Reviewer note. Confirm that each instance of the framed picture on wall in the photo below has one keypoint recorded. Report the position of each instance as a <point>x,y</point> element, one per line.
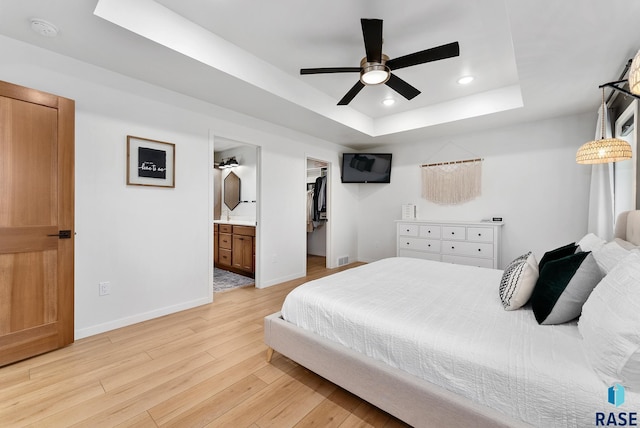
<point>150,162</point>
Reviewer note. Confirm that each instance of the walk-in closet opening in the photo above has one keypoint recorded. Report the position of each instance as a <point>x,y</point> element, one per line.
<point>318,190</point>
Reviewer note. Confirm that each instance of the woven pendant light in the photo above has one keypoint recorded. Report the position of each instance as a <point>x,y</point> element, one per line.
<point>604,150</point>
<point>634,75</point>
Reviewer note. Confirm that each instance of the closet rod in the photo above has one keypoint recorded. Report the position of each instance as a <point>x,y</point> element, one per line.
<point>452,162</point>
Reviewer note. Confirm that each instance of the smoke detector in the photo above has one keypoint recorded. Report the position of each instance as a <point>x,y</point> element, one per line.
<point>44,28</point>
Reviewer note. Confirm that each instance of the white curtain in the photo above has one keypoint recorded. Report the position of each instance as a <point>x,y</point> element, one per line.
<point>601,194</point>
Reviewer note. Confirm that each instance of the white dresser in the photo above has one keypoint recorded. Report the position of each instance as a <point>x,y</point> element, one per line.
<point>466,243</point>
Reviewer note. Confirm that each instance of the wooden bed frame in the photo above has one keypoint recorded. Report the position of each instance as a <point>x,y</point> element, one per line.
<point>413,400</point>
<point>407,397</point>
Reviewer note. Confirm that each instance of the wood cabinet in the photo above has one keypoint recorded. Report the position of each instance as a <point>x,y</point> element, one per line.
<point>235,248</point>
<point>468,243</point>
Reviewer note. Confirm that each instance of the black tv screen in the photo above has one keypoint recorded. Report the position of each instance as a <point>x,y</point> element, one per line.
<point>366,168</point>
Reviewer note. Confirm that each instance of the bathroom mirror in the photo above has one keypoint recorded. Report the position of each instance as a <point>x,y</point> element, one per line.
<point>232,191</point>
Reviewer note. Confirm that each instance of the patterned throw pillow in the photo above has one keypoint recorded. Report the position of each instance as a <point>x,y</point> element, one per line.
<point>518,281</point>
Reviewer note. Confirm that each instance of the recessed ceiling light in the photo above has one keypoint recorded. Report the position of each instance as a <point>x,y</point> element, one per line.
<point>44,28</point>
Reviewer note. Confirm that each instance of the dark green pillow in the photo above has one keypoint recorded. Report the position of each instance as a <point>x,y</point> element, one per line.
<point>563,286</point>
<point>558,253</point>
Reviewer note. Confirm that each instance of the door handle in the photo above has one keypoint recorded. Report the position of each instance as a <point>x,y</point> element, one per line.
<point>63,234</point>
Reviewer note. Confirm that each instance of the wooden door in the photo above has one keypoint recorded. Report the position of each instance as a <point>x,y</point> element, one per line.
<point>36,222</point>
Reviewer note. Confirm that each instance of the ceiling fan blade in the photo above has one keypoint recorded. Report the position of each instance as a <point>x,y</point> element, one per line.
<point>351,94</point>
<point>372,34</point>
<point>325,70</point>
<point>434,54</point>
<point>402,87</point>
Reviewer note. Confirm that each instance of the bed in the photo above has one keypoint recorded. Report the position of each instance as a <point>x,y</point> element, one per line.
<point>432,344</point>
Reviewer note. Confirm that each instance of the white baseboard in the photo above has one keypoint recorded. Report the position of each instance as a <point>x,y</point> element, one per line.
<point>123,322</point>
<point>276,281</point>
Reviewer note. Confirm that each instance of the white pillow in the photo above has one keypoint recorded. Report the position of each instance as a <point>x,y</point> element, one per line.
<point>626,244</point>
<point>610,324</point>
<point>518,281</point>
<point>590,242</point>
<point>609,255</point>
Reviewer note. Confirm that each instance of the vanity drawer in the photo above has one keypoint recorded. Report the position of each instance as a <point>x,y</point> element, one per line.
<point>454,232</point>
<point>224,258</point>
<point>224,241</point>
<point>244,230</point>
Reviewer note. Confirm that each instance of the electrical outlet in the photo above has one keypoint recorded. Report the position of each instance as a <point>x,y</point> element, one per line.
<point>104,288</point>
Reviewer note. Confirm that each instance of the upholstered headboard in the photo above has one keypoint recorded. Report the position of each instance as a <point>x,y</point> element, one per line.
<point>628,226</point>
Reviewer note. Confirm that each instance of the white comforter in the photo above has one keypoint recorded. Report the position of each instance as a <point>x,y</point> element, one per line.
<point>445,323</point>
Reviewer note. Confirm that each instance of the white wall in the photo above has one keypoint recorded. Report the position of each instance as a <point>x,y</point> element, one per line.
<point>155,244</point>
<point>530,178</point>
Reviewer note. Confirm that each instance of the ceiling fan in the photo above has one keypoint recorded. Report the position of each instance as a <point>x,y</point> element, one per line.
<point>376,67</point>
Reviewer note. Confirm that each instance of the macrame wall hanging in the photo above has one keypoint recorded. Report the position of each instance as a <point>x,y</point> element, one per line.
<point>450,183</point>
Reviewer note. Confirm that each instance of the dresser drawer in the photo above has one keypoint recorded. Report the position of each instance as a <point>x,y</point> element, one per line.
<point>454,232</point>
<point>419,255</point>
<point>480,234</point>
<point>429,231</point>
<point>471,249</point>
<point>224,258</point>
<point>407,229</point>
<point>419,244</point>
<point>469,261</point>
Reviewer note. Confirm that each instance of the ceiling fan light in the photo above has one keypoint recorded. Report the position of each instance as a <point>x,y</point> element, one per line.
<point>374,74</point>
<point>634,75</point>
<point>465,80</point>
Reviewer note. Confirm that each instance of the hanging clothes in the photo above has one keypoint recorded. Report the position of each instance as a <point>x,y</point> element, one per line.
<point>310,225</point>
<point>320,199</point>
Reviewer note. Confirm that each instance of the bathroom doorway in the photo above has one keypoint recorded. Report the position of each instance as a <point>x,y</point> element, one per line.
<point>235,187</point>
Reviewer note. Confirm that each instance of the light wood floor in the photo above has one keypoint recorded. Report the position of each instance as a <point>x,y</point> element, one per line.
<point>201,367</point>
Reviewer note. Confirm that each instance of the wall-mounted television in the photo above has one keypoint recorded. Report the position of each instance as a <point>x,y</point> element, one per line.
<point>366,168</point>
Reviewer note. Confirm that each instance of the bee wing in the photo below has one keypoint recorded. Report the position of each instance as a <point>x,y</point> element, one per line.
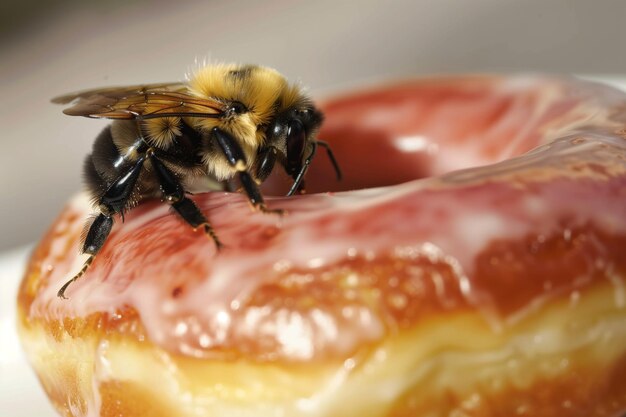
<point>140,102</point>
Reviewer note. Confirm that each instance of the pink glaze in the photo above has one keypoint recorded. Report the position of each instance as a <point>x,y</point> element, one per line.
<point>477,162</point>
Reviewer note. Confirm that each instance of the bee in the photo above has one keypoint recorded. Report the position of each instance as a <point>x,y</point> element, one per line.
<point>226,122</point>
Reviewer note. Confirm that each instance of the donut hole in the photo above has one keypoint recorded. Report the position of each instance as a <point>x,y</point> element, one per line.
<point>426,128</point>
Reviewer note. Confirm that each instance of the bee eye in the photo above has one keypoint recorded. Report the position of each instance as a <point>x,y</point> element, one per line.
<point>237,107</point>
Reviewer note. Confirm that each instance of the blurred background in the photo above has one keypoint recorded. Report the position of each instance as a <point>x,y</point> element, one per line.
<point>57,46</point>
<point>53,47</point>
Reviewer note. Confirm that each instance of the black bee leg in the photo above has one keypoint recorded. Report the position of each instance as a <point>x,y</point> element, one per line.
<point>331,156</point>
<point>266,159</point>
<point>96,236</point>
<point>235,156</point>
<point>297,182</point>
<point>113,201</point>
<point>174,194</point>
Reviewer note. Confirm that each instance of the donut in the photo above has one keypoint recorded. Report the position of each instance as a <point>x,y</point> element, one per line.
<point>472,263</point>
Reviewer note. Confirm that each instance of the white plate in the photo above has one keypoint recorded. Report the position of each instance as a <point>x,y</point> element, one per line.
<point>20,392</point>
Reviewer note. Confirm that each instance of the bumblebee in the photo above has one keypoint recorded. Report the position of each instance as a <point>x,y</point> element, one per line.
<point>226,122</point>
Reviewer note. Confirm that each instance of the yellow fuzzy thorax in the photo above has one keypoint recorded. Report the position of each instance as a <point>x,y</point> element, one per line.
<point>258,88</point>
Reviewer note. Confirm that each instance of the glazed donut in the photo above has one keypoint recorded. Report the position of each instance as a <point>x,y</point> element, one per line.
<point>476,267</point>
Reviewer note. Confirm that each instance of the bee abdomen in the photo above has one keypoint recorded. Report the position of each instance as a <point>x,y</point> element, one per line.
<point>104,166</point>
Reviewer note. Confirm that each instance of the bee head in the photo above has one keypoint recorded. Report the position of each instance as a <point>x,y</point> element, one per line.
<point>293,135</point>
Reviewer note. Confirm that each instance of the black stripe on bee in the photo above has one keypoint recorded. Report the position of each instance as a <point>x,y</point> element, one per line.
<point>242,73</point>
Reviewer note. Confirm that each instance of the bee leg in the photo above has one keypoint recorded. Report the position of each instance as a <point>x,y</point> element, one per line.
<point>235,156</point>
<point>113,201</point>
<point>266,159</point>
<point>174,194</point>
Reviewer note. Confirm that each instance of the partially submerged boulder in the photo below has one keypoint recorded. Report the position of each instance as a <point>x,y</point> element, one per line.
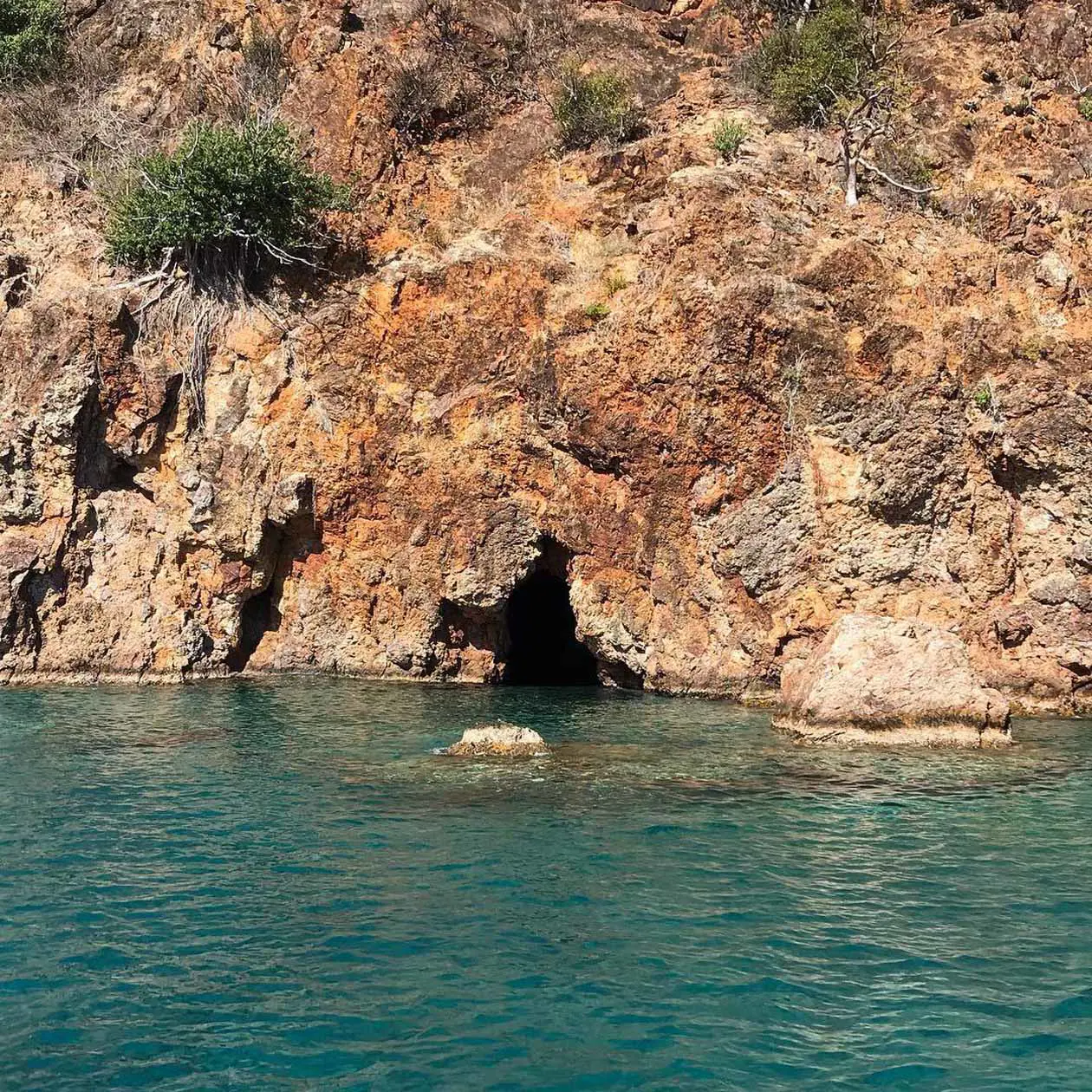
<point>886,680</point>
<point>508,740</point>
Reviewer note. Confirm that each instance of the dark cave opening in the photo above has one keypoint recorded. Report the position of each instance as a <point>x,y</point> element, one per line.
<point>259,616</point>
<point>543,649</point>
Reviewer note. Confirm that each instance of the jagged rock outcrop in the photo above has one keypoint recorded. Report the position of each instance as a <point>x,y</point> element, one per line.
<point>498,740</point>
<point>792,411</point>
<point>894,681</point>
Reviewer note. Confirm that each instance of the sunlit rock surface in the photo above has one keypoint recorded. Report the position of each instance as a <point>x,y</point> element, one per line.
<point>893,681</point>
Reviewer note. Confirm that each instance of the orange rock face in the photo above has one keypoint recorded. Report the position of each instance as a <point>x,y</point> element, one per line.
<point>783,412</point>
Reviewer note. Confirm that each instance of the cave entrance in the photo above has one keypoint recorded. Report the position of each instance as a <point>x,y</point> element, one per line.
<point>543,649</point>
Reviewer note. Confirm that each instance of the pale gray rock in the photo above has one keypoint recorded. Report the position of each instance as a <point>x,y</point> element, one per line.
<point>889,680</point>
<point>508,740</point>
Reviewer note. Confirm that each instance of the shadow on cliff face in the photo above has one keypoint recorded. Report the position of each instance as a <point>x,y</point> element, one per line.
<point>290,534</point>
<point>528,640</point>
<point>542,634</point>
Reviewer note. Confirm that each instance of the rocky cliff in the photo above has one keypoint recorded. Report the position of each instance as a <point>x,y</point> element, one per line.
<point>783,412</point>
------------------------
▸ AIM:
Copy the part of the records above that opens with the line containing "Reviewer note. Confirm that each instance of the patterned" and closes with the line containing "<point>558,253</point>", including both of those lines, reproducing every line exactly.

▸ ANSWER TO THE EXERCISE:
Reviewer note. Confirm that each instance of the patterned throw pillow in the photo above has one keypoint recorded. Report the position of each instance as a <point>x,y</point> element, one per line.
<point>518,281</point>
Reviewer note. Confirm that each instance of the recessed ceiling light in the photo above has one keypoint recorded. Report the position of each instance as a <point>x,y</point> element, one per line.
<point>44,28</point>
Reviewer note. Confirm that each instance of the dark green pillow in the photo above has one keypoint recorded. Report the position of each instance as a <point>x,y</point> element, one per line.
<point>563,286</point>
<point>558,253</point>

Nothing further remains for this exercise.